**Directions for this task**
Reproduce verbatim the lines below, starting with the line containing "Task: point to each instance of the fluffy" and continuing through the final line, both included.

┌─ Input for this task

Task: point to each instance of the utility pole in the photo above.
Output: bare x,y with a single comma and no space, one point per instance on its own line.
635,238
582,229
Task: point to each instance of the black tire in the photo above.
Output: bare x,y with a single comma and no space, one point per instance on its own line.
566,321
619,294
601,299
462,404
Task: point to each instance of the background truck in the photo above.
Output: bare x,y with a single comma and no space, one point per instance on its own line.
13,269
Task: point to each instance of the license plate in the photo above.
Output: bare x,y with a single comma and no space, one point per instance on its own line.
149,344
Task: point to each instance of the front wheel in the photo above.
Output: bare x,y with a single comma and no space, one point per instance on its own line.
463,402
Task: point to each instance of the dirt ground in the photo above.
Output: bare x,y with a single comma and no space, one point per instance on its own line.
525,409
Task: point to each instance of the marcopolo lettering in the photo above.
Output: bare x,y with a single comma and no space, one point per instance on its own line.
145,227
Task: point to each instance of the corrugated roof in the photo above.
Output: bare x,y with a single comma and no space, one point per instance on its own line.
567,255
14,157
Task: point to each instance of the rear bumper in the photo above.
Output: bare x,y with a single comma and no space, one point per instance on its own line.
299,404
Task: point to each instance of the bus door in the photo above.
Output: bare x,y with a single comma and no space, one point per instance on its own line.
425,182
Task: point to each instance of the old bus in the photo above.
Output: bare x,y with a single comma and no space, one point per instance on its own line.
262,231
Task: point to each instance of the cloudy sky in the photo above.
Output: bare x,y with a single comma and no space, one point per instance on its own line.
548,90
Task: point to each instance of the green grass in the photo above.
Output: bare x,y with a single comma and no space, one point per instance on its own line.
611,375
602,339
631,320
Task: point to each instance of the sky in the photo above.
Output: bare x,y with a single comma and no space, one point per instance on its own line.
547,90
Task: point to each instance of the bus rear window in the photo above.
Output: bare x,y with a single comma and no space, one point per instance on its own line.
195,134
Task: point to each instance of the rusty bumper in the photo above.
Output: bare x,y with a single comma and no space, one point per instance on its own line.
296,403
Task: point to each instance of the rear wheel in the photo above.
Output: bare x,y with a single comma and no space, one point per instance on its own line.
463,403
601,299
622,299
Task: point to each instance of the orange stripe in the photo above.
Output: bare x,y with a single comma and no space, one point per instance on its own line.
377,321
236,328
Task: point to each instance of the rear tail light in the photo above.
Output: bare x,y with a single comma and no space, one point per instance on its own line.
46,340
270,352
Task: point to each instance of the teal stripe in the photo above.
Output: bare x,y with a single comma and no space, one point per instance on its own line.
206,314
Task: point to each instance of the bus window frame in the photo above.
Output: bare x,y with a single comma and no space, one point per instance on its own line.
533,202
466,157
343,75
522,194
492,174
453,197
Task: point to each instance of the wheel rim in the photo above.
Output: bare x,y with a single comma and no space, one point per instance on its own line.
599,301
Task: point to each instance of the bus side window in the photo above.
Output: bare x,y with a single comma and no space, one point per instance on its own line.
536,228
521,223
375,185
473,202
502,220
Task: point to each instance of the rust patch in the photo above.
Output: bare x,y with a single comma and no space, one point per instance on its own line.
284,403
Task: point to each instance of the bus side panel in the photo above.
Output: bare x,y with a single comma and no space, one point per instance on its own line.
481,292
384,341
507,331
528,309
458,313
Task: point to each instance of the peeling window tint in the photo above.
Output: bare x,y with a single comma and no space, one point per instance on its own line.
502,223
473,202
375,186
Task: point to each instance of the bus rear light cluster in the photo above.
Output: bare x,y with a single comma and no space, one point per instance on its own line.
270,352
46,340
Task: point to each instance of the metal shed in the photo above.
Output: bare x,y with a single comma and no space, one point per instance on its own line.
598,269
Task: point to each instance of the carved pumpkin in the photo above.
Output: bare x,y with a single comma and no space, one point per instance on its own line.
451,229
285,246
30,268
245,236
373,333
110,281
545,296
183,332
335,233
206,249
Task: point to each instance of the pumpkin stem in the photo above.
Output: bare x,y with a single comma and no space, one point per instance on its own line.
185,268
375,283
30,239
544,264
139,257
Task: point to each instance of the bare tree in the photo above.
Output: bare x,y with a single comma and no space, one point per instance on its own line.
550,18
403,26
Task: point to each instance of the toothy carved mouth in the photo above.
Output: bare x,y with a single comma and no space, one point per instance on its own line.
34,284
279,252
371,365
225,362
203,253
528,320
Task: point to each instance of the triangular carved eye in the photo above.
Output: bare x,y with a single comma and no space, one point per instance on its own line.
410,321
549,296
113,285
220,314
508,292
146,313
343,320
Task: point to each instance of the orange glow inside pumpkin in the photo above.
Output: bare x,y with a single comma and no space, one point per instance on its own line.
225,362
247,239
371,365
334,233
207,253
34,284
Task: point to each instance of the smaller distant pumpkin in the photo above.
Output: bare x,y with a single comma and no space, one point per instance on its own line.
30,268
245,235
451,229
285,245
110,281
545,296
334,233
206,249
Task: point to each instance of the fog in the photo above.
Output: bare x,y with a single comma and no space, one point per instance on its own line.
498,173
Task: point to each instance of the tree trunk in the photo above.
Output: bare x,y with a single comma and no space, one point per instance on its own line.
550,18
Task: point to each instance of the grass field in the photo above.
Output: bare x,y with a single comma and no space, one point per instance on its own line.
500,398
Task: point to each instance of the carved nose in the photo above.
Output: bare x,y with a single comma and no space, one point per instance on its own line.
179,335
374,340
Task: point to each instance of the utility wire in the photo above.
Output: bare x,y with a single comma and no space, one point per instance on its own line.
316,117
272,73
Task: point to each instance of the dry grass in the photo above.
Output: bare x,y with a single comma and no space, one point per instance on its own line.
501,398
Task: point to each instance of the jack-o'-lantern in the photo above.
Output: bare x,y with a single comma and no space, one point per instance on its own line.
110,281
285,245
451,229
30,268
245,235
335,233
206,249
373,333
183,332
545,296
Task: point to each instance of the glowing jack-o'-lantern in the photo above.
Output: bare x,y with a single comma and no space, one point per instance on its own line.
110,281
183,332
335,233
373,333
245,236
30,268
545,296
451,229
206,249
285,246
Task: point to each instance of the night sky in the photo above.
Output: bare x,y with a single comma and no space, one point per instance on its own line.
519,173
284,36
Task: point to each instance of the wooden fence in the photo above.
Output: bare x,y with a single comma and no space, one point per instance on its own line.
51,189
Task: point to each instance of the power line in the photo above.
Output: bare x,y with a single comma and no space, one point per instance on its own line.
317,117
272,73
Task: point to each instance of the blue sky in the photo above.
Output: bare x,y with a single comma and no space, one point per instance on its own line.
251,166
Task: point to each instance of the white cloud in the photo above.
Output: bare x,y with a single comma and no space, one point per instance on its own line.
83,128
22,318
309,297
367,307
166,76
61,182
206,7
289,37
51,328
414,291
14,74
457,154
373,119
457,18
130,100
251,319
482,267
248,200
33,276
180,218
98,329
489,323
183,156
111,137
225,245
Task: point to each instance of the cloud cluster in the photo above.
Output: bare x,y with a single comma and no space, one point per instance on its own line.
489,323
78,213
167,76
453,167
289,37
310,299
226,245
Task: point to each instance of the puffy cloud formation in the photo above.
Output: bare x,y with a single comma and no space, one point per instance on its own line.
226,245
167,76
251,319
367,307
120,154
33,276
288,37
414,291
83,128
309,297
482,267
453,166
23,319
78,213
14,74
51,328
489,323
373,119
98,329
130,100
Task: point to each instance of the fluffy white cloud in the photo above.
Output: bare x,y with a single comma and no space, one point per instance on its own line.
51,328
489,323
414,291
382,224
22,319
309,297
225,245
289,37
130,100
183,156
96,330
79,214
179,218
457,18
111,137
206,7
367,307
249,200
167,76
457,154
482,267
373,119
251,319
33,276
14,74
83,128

└─

**Response for this exercise**
Task: point to each instance of the fluffy white cloud in the photo above.
Output: bare x,y with a single comma and no space, one point per instance on its own line.
51,328
489,323
414,291
382,224
22,319
309,297
225,245
289,37
130,100
183,156
96,330
79,214
179,218
457,18
111,137
206,7
367,307
249,200
167,76
457,154
482,267
373,119
251,319
33,276
14,74
83,128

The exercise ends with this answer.